以下の資料から、「standing」という文字列を含む行をすべて抜き出してください。

▸ データ欄
^^^^
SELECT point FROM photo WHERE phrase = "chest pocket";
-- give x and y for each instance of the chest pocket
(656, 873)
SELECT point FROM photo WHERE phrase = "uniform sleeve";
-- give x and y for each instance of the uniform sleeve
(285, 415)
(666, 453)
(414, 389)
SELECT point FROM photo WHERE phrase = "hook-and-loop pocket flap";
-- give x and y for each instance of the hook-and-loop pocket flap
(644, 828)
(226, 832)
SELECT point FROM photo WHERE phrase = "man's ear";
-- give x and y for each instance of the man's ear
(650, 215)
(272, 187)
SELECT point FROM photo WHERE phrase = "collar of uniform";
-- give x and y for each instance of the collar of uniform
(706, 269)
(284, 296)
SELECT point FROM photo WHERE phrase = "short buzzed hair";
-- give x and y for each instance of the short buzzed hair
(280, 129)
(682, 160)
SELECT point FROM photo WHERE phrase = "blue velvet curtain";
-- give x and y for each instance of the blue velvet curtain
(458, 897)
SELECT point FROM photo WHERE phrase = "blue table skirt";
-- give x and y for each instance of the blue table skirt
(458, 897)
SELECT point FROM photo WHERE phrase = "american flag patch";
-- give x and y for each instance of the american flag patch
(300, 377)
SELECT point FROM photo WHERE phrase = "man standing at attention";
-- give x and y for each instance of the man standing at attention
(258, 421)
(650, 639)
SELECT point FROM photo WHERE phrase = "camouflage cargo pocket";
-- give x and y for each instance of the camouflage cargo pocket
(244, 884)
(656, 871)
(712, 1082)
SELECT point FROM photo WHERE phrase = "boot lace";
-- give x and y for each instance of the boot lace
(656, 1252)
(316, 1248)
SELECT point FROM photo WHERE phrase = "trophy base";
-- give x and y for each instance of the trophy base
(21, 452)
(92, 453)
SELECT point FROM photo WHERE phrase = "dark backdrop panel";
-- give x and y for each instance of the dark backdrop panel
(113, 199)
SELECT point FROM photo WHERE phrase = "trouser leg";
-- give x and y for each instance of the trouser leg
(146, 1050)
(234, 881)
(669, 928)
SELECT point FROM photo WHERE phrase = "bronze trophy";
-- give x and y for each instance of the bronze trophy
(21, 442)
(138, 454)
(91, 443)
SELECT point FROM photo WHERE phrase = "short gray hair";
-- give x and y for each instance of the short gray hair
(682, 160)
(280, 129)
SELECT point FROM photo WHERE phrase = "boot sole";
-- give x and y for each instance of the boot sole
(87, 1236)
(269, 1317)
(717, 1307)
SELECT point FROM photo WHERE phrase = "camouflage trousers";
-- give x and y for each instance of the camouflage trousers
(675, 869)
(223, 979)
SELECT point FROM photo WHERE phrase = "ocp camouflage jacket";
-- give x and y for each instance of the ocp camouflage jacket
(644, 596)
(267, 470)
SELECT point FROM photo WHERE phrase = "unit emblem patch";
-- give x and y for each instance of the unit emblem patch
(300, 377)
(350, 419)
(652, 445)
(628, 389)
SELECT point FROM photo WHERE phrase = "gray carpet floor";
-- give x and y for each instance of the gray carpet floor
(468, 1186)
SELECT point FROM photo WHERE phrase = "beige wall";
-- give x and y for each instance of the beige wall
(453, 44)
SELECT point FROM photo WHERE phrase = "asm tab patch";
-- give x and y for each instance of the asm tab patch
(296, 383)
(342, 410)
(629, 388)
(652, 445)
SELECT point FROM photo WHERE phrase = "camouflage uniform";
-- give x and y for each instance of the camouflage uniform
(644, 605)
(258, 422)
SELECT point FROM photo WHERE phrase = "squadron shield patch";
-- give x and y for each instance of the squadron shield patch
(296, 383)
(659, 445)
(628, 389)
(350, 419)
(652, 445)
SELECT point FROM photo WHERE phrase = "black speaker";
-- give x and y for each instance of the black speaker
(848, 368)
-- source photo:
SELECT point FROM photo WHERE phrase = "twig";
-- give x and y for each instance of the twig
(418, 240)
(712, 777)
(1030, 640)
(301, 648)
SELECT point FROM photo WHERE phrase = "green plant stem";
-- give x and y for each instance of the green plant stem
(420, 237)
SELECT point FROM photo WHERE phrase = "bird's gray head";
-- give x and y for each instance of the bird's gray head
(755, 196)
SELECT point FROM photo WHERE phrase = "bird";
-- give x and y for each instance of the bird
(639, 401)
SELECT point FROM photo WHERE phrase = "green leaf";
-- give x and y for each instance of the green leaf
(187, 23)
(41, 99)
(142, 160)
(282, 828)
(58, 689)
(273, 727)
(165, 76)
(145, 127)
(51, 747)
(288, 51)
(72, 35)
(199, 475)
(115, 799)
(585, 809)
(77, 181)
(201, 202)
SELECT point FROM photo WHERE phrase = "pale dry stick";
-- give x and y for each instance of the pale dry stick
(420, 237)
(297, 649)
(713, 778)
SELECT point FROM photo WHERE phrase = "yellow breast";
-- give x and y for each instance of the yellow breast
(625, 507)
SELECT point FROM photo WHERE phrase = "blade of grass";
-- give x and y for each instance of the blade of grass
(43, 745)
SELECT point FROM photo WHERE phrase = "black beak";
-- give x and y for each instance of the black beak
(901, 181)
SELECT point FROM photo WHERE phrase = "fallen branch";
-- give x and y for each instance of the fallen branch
^^^^
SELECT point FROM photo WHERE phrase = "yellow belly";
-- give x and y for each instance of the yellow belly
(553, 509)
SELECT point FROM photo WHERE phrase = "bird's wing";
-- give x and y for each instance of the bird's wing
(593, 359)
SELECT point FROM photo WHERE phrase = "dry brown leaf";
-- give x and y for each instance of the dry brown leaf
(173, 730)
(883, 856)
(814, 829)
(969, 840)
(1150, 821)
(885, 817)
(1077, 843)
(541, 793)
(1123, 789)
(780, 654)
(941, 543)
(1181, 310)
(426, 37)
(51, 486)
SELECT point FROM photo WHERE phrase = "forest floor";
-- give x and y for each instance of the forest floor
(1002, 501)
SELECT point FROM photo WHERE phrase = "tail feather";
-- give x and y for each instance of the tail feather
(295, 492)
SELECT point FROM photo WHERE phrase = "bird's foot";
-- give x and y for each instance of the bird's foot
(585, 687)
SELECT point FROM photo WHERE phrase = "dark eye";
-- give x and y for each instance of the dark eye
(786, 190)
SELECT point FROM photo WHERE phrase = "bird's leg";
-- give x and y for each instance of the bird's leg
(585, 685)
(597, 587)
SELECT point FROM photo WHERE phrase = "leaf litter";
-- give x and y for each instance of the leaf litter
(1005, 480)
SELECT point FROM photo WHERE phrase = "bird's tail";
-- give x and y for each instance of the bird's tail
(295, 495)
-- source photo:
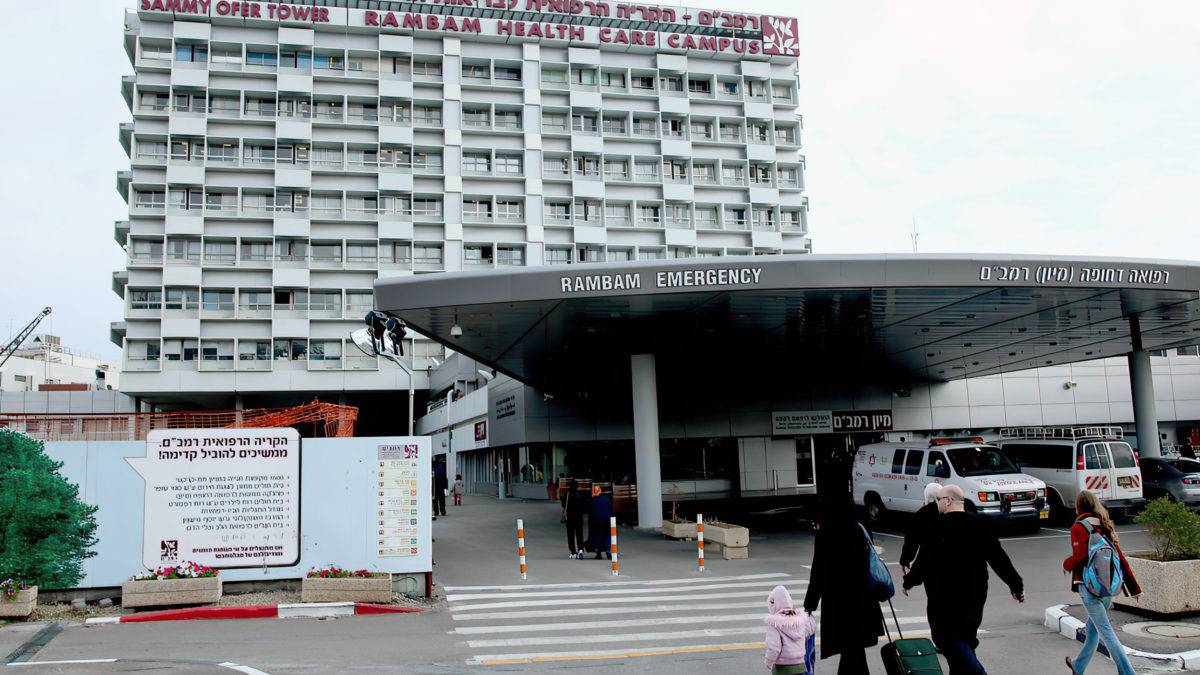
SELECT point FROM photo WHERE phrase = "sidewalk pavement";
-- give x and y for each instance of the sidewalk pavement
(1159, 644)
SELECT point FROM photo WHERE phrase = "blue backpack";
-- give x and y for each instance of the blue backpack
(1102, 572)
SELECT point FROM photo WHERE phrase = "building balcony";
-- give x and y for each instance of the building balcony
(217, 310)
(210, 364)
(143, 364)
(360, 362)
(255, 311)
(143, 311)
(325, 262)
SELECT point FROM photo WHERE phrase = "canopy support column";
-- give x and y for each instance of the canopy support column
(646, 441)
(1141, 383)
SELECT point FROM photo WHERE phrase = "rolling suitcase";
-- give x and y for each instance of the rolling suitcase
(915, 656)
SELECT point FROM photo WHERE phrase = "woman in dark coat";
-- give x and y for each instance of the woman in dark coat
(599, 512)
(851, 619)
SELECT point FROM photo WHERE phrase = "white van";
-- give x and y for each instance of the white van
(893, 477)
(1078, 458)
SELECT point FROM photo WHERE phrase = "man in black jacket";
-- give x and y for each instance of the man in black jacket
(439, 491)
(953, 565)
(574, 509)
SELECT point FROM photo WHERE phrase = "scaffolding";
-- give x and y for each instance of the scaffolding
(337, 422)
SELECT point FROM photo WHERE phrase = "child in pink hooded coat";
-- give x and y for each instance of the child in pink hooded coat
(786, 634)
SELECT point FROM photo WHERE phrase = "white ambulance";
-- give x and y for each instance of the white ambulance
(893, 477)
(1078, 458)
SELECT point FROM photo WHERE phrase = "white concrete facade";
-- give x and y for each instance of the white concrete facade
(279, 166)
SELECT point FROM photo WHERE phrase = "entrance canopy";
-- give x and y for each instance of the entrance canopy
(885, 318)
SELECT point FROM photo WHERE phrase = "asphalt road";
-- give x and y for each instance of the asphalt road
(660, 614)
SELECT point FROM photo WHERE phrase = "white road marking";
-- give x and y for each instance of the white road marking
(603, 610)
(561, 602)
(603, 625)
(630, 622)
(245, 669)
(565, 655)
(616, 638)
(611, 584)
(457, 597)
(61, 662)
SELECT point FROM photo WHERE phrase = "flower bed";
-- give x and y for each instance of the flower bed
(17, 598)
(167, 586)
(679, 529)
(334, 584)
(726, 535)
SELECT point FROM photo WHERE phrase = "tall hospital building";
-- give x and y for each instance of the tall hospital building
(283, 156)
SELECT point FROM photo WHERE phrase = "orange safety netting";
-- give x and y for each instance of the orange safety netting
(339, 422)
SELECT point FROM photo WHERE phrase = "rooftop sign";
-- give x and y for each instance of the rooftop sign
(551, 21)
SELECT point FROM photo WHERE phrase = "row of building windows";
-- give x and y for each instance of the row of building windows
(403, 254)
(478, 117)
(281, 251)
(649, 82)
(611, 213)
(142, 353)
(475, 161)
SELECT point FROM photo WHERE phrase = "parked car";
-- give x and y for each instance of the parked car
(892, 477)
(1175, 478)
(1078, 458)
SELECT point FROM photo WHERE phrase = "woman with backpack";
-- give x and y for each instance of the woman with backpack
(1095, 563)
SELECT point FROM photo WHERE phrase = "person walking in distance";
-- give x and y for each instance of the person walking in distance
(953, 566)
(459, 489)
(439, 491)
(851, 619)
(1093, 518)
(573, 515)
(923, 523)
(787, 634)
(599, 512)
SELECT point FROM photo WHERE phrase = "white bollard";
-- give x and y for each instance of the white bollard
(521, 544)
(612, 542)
^^^^
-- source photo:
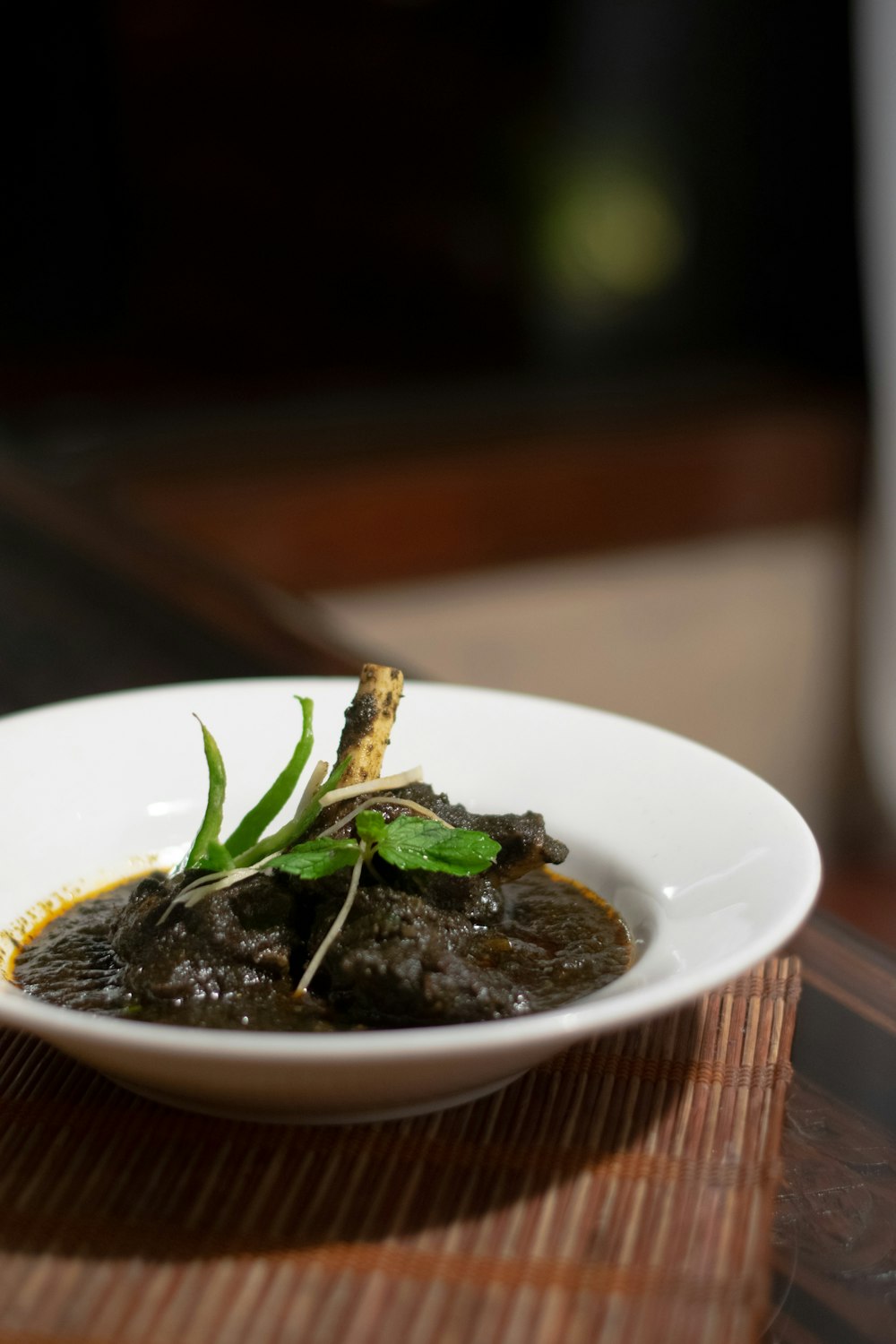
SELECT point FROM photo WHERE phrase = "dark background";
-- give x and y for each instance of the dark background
^^^^
▸ 解答結果
SELECT point FROM photo WHERE phrase = "man standing at attention";
-- give x and y for each instance of the man standing at attention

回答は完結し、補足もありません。